• _Extract to read_:
================

Tricks and Scams to avoid when buying a Diamond or Engagement Ring
Unfortunately, most people do not have the opportunity to sit with a jeweler who truly understands the nuances involved in the selection of a and properly-crafted engagement ring. Not only can working with the wrong store result in the selection of an inferior diamond, it also can leave you open to being taken advantage of by someone just trying to make a quick sale.
The purpose of this blog is to inform consumers of the most common ‘tricks and scams’ that buyers encounter while shopping for a diamond ring. We’ve discussed this topic when potential buyers mention they have found a seemingly ‘great deal on a diamond,’ but feel we need to shed light on this information for the general public as well. Here are a few things to lookout for as you go through the process of selecting a diamond engagement ring:
- We often hear stories about jewelers telling potential customers that the grade of a stone is higher than it actually is on the certificate or that a diamond is a GIA certified diamond when it really isn’t. Inevitably, when asked to produce this stone for the quoted value, the store is unable to do so because ‘it has been sold’ or another excuse is made. Know exactly what you are being quoted on.
- Some stores use special lighting in an attempt to deceive clients by making diamonds appear whiter than they actually are. Ask to see each diamond you are considering in a variety of lighting environments, both inside and outside of the office. We often see two diamonds that look the same on paper (even on GIA certificates as pictured above) but have vastly different values. There is always a reason. Talking to a professional in the industry can help explain the reason behind these differences.
- Clarity enhanced diamonds are diamonds that have been altered to try and improve their clarity grade or appearance. Fractured Filled and Laser-Drilled diamonds can easily be slipped past a novice eye and these treatments dramatically decrease the value of a diamond. GIA does not certify Fractured Filled diamonds and Laser Drilled will be listed on the Key to Symbols on the certificate. Make sure to ask if any non-certified diamonds you are considering are treated and if they are the prices should be adjusted significantly.

================

• _Information supplied_:
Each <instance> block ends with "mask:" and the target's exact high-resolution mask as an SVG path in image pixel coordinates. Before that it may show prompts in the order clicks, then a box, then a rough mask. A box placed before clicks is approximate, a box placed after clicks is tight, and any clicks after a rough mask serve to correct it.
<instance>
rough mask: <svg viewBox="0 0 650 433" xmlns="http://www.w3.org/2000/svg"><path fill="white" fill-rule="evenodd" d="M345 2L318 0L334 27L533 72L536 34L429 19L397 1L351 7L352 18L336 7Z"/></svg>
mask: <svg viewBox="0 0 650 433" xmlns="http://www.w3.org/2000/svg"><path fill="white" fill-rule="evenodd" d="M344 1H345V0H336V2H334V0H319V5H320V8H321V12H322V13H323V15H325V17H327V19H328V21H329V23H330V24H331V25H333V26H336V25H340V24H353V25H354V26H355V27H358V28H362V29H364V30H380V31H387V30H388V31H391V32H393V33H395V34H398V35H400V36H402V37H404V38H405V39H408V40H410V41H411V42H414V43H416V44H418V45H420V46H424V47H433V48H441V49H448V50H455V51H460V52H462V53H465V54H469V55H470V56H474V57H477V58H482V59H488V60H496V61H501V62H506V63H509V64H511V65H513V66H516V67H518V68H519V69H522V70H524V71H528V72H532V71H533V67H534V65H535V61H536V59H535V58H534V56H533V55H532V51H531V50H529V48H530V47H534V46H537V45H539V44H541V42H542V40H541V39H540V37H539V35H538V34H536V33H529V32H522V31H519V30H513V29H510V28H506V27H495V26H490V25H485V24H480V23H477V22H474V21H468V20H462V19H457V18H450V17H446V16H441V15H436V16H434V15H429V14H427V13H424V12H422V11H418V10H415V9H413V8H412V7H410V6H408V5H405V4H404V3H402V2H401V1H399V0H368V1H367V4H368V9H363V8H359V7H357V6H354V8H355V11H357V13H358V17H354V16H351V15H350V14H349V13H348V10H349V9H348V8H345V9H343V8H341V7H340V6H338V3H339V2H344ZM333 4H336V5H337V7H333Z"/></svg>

================

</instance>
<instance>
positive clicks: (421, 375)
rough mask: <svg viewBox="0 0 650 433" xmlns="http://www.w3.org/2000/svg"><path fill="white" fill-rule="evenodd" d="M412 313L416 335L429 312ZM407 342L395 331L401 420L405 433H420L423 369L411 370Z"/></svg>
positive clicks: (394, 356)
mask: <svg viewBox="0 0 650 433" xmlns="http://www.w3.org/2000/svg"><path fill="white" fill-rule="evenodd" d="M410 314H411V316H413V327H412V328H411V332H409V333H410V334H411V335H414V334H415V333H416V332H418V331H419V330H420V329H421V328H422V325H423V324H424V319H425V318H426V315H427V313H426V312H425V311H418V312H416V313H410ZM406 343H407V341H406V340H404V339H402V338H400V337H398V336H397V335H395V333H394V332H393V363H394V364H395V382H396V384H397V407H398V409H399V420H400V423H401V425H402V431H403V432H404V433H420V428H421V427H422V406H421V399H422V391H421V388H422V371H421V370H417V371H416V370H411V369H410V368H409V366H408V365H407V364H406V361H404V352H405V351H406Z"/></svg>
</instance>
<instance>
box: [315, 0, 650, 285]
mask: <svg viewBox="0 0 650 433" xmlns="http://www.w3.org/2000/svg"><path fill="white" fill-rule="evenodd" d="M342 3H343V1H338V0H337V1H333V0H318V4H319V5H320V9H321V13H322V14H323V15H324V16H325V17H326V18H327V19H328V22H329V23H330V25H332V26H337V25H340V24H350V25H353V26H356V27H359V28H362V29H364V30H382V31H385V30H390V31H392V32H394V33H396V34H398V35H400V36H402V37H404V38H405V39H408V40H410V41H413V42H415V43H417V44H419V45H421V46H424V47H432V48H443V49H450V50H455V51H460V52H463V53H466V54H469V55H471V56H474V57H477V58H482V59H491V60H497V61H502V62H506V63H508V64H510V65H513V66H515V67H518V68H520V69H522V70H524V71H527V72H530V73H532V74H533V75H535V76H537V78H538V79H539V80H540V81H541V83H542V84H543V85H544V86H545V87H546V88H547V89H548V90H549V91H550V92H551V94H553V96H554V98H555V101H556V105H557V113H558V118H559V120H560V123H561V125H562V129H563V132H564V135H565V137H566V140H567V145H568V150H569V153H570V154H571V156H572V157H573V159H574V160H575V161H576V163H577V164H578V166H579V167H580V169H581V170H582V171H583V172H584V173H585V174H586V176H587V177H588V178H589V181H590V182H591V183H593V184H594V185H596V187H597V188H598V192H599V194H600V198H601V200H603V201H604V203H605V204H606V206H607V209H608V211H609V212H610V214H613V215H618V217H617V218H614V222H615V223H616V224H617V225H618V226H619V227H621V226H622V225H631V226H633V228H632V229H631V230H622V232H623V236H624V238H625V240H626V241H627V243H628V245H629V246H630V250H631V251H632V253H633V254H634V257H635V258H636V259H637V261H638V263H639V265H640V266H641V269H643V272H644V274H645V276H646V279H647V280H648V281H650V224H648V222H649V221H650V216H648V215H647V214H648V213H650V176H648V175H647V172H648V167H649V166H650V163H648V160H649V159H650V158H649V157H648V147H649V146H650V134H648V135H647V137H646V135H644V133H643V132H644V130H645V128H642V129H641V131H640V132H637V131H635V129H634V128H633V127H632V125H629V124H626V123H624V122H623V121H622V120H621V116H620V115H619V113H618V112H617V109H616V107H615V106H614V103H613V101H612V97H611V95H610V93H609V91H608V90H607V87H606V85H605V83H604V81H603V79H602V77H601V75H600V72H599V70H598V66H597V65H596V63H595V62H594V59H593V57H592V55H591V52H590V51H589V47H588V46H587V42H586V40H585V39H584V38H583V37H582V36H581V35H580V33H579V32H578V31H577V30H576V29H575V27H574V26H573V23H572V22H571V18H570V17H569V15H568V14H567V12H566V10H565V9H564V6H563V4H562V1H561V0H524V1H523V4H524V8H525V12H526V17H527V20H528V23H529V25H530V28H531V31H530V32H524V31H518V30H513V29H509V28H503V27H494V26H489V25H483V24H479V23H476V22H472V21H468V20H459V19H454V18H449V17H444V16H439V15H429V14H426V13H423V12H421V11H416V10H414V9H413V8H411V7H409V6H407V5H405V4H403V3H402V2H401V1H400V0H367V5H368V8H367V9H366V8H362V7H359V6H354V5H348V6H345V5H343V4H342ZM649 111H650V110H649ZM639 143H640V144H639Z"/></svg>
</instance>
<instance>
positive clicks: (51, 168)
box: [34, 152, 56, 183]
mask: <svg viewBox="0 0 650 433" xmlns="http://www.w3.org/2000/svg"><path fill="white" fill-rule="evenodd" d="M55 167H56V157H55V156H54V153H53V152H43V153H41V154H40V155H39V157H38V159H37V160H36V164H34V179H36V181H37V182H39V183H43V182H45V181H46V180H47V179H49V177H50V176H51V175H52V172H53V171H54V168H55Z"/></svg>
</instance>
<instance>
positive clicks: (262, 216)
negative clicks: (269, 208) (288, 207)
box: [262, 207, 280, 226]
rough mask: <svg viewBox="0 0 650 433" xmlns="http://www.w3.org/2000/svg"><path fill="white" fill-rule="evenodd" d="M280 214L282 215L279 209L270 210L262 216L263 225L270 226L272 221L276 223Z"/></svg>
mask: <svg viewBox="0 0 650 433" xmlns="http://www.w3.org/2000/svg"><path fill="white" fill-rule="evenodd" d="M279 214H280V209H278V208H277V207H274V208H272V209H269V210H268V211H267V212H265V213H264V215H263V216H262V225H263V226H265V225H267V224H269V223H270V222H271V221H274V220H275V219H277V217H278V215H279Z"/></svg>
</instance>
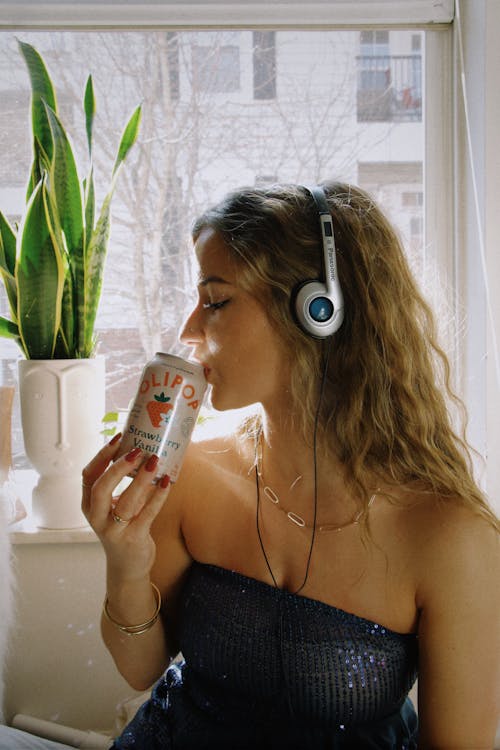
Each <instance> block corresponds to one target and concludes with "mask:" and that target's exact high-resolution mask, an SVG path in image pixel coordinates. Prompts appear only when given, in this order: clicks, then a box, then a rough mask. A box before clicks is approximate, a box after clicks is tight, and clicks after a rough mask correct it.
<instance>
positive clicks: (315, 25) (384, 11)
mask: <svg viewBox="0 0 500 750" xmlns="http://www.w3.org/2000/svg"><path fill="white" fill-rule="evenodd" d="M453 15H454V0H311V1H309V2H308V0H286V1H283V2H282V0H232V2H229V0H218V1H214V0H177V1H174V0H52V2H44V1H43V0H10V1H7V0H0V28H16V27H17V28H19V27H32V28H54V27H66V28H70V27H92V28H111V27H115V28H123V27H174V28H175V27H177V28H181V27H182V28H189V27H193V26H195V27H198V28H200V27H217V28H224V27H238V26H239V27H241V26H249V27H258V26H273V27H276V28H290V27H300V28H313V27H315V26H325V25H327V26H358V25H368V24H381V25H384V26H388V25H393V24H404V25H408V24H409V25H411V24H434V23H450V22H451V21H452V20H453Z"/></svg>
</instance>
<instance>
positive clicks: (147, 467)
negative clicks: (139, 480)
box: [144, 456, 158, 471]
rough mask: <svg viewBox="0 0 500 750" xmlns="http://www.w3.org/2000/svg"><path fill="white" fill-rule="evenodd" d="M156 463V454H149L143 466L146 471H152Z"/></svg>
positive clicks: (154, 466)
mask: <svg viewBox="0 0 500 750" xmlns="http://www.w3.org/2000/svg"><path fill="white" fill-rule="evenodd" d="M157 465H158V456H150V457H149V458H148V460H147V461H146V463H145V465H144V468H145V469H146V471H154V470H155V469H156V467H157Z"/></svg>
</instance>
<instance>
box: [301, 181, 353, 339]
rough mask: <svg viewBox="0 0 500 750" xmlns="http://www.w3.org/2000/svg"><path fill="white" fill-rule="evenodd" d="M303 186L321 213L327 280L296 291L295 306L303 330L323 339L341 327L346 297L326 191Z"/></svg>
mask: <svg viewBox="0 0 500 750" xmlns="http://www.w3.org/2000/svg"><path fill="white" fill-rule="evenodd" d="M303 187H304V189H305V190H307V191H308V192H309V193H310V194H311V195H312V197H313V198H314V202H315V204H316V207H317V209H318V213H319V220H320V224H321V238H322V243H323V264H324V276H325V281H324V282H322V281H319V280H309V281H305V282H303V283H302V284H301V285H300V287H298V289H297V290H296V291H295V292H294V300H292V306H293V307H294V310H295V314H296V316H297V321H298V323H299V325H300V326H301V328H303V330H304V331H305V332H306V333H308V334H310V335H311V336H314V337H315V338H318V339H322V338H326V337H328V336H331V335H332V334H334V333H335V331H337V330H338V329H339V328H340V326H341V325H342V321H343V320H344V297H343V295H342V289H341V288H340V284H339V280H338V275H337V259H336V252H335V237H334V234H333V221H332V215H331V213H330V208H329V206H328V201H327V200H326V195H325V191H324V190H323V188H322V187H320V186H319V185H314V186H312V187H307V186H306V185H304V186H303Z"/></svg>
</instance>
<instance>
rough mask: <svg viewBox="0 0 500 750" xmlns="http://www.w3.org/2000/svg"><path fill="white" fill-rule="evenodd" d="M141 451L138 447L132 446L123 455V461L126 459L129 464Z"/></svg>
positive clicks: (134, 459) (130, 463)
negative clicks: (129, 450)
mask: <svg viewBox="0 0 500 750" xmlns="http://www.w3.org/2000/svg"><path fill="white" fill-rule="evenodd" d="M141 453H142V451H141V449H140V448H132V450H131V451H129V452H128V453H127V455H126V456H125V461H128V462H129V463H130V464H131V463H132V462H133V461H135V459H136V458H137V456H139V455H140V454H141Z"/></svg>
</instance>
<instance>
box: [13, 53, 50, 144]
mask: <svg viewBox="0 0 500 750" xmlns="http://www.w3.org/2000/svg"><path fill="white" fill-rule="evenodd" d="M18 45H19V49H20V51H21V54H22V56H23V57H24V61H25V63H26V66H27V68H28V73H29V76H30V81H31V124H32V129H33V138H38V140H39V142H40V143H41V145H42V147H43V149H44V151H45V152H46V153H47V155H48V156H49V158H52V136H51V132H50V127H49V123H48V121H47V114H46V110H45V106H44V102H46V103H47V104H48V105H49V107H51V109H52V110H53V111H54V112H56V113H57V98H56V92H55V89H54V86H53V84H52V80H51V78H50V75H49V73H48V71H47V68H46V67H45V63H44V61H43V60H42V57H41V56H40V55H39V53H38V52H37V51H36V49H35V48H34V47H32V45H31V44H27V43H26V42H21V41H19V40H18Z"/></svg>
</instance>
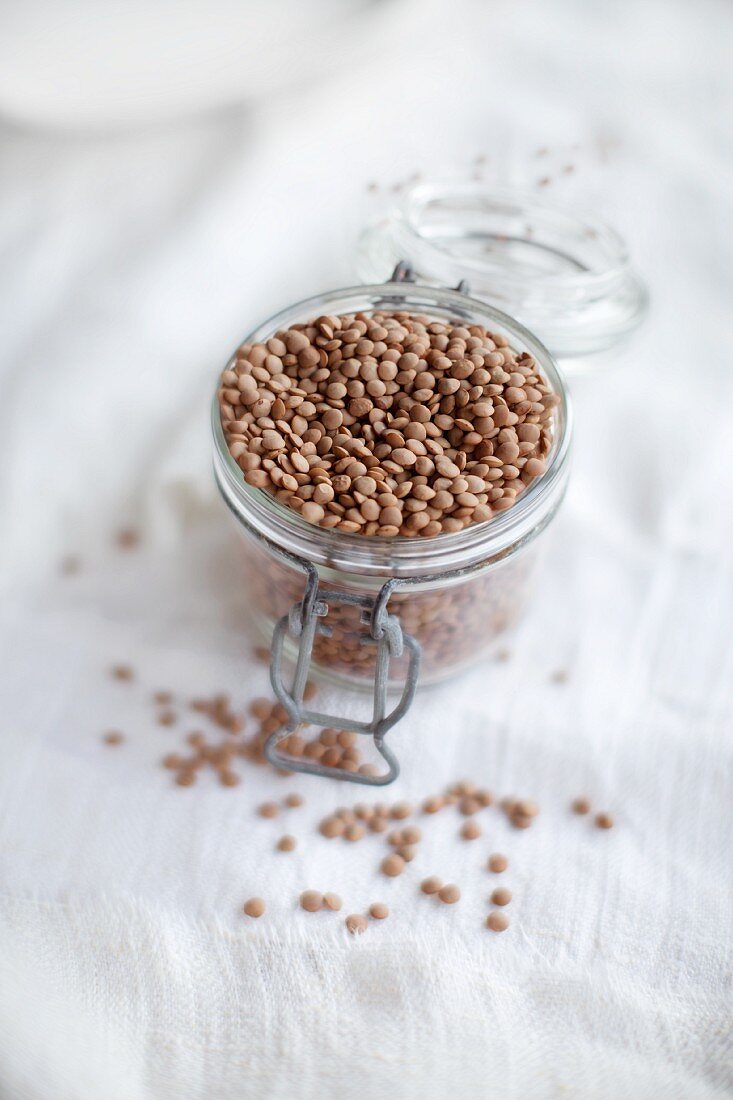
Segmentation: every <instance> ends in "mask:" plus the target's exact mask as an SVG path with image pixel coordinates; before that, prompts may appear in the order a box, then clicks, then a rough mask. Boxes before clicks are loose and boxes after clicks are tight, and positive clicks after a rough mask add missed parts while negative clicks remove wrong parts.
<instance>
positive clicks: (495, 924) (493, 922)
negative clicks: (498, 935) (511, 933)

================

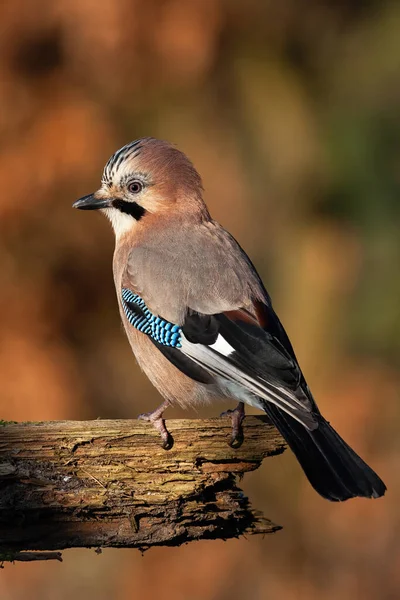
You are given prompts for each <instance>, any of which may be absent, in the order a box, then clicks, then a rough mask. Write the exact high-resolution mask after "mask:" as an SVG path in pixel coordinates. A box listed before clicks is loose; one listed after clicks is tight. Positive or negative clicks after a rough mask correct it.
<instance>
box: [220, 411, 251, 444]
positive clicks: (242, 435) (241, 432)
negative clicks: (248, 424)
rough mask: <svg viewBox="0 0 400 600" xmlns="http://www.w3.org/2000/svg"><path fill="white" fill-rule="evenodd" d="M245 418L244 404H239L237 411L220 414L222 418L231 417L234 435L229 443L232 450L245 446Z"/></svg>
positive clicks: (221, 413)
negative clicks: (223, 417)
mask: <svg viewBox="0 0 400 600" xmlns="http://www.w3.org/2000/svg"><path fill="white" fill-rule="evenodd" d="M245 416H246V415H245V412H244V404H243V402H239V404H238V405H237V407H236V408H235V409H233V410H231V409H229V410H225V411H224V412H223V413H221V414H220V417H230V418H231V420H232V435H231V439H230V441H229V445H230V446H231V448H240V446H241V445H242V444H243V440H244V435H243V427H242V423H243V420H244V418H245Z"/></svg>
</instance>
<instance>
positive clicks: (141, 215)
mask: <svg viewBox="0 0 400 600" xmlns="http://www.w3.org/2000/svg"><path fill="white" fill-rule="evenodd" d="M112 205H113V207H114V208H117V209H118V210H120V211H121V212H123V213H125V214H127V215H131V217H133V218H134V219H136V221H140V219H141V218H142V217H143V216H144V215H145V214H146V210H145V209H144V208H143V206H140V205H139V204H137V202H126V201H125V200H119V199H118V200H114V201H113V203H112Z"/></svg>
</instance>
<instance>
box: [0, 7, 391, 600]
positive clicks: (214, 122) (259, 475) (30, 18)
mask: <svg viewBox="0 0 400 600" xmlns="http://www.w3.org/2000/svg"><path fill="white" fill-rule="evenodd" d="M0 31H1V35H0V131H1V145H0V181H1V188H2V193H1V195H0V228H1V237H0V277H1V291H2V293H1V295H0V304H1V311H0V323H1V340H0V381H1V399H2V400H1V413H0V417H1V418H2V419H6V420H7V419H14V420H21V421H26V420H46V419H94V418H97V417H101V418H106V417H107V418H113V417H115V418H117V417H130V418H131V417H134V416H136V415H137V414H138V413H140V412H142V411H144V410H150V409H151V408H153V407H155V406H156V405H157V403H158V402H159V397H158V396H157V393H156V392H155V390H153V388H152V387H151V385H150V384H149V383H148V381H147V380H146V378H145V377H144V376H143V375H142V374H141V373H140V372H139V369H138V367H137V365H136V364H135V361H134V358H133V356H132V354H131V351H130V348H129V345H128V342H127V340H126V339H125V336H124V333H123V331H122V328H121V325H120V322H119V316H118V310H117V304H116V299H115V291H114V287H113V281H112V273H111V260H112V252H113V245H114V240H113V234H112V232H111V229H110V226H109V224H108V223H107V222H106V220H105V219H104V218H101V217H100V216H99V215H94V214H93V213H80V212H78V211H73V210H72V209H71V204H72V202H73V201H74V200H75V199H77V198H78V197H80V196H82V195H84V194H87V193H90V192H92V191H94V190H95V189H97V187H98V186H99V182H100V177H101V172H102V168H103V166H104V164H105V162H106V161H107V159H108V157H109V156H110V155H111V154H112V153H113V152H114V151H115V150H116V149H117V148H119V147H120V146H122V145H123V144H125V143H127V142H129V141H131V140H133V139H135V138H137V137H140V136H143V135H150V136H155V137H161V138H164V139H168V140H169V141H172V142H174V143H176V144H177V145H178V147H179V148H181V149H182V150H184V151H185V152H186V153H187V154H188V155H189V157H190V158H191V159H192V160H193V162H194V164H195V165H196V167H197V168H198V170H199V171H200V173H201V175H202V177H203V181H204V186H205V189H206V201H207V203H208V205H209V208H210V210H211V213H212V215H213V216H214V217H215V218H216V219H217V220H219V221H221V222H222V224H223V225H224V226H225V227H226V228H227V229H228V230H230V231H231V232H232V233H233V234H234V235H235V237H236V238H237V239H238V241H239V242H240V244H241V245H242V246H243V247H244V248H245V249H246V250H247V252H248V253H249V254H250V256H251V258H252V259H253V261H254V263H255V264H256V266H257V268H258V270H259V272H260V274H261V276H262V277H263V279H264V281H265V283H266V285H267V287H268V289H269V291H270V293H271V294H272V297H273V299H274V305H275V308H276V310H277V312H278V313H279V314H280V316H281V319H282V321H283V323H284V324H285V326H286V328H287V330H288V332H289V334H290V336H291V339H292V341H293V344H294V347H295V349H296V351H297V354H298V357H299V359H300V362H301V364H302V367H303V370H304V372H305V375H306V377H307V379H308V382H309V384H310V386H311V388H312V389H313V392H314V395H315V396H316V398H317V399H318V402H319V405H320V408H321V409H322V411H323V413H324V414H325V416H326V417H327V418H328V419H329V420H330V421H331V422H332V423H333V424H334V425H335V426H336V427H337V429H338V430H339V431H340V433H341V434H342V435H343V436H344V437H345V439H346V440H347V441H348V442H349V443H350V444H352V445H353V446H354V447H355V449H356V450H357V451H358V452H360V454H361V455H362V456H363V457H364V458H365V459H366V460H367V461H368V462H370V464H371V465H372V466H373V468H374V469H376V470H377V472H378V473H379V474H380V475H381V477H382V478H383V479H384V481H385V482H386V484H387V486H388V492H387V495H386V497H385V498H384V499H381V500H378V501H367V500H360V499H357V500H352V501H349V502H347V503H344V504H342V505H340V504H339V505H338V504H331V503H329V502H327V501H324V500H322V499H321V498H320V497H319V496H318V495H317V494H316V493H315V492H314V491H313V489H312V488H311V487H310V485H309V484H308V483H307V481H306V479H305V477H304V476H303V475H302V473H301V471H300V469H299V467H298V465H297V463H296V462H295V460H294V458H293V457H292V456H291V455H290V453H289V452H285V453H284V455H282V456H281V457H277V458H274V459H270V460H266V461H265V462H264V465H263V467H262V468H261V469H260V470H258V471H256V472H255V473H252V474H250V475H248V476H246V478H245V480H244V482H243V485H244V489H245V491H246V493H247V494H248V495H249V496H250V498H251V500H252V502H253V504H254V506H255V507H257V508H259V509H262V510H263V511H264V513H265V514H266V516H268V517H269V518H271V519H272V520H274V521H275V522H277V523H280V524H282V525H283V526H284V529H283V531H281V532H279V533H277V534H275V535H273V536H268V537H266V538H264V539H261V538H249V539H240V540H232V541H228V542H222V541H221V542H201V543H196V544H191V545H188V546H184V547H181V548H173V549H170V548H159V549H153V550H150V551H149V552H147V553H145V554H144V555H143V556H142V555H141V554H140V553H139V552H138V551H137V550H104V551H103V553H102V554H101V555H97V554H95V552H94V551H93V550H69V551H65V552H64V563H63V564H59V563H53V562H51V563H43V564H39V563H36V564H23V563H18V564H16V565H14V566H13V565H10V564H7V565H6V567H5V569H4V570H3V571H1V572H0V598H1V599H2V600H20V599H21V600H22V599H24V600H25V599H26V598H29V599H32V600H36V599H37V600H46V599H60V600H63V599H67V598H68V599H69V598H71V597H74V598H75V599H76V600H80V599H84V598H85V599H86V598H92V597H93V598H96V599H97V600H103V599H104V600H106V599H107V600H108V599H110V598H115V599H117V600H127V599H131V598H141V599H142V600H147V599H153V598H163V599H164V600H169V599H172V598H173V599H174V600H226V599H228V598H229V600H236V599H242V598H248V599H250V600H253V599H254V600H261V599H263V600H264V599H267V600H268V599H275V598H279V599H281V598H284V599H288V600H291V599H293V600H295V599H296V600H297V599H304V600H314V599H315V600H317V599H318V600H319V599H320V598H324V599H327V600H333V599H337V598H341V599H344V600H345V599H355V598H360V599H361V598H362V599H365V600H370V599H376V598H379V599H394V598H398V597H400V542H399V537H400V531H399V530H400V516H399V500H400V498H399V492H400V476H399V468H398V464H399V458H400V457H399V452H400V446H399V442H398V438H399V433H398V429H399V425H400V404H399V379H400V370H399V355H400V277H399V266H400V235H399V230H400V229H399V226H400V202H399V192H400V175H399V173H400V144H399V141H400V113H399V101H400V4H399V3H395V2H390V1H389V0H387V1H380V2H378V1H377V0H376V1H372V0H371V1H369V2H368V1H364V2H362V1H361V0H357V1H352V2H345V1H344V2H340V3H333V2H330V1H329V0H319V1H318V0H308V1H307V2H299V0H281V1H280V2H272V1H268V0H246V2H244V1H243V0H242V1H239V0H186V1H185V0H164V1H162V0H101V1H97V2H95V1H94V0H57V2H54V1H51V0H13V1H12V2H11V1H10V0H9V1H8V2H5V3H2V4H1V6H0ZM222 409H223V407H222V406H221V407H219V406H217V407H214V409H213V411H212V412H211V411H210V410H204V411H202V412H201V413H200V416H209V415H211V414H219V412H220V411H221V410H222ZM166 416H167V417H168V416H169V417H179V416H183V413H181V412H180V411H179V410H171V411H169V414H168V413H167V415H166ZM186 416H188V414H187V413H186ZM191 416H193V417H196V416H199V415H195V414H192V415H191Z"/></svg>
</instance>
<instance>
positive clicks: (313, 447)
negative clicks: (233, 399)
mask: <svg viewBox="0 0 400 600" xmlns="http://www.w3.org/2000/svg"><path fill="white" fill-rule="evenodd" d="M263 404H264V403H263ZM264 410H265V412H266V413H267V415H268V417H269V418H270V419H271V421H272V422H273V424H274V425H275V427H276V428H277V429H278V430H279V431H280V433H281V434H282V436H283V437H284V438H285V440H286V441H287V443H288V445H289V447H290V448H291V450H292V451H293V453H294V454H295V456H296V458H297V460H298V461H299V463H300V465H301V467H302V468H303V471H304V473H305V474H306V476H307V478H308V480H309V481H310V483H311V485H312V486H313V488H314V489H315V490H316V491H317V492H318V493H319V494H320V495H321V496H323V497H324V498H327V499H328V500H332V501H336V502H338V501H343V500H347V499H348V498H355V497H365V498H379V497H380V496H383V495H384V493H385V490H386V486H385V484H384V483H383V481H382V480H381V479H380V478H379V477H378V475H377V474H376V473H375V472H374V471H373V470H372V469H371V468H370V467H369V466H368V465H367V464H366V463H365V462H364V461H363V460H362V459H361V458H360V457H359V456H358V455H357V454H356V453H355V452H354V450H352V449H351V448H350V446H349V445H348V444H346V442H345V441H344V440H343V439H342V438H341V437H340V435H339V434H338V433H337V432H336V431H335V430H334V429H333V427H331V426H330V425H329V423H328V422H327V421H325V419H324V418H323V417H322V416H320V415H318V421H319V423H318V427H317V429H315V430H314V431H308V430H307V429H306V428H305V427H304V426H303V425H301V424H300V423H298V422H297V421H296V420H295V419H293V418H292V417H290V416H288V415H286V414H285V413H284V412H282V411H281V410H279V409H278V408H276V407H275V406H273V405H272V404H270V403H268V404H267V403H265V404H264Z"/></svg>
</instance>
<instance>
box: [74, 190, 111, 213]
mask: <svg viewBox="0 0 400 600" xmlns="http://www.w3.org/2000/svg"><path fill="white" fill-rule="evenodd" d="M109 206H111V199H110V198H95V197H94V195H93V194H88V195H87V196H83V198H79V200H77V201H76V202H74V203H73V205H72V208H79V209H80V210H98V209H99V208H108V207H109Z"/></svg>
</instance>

================

• _Things to do_:
A. Condense the paragraph of the text on diamond ring scams that begins "Clarity enhanced diamonds are" into a short bulleted list that keeps its main facts.
B. Retype the passage of the text on diamond ring scams between "- Some stores" and "behind these differences.", inclusive.
The items play no part in the work on this page.

• _Completed exercise_:
A.
- Clarity enhanced diamonds have been altered to try to improve their clarity grade or appearance.
- Fractured Filled and Laser-Drilled diamonds can easily slip past a novice eye, and these treatments dramatically decrease a diamond's value.
- GIA does not certify Fractured Filled diamonds; Laser Drilled is listed on the Key to Symbols on the certificate.
- Ask whether any non-certified diamonds you are considering are treated; if they are, their prices should be adjusted significantly.

B.
- Some stores use special lighting in an attempt to deceive clients by making diamonds appear whiter than they actually are. Ask to see each diamond you are considering in a variety of lighting environments, both inside and outside of the office. We often see two diamonds that look the same on paper (even on GIA certificates as pictured above) but have vastly different values. There is always a reason. Talking to a professional in the industry can help explain the reason behind these differences.